- What to produce
Render the records below as a two-column CSV with the header columns "text" and "answer", one row per record. Put each field in double quotes, replace line breaks with spaces, and omit the pictures.

- Materials provided
____________
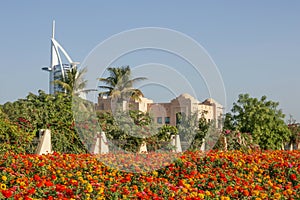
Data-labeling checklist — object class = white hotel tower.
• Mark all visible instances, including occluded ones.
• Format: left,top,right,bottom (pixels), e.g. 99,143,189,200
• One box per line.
42,21,79,94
____________
- Full solution
text,answer
"Data-labeling checklist — object class = white hotel tower. • Mark all visible instances, including occluded ones. • Format: left,top,right,bottom (pixels), e.g. 99,143,189,200 • One box per line.","42,21,79,94"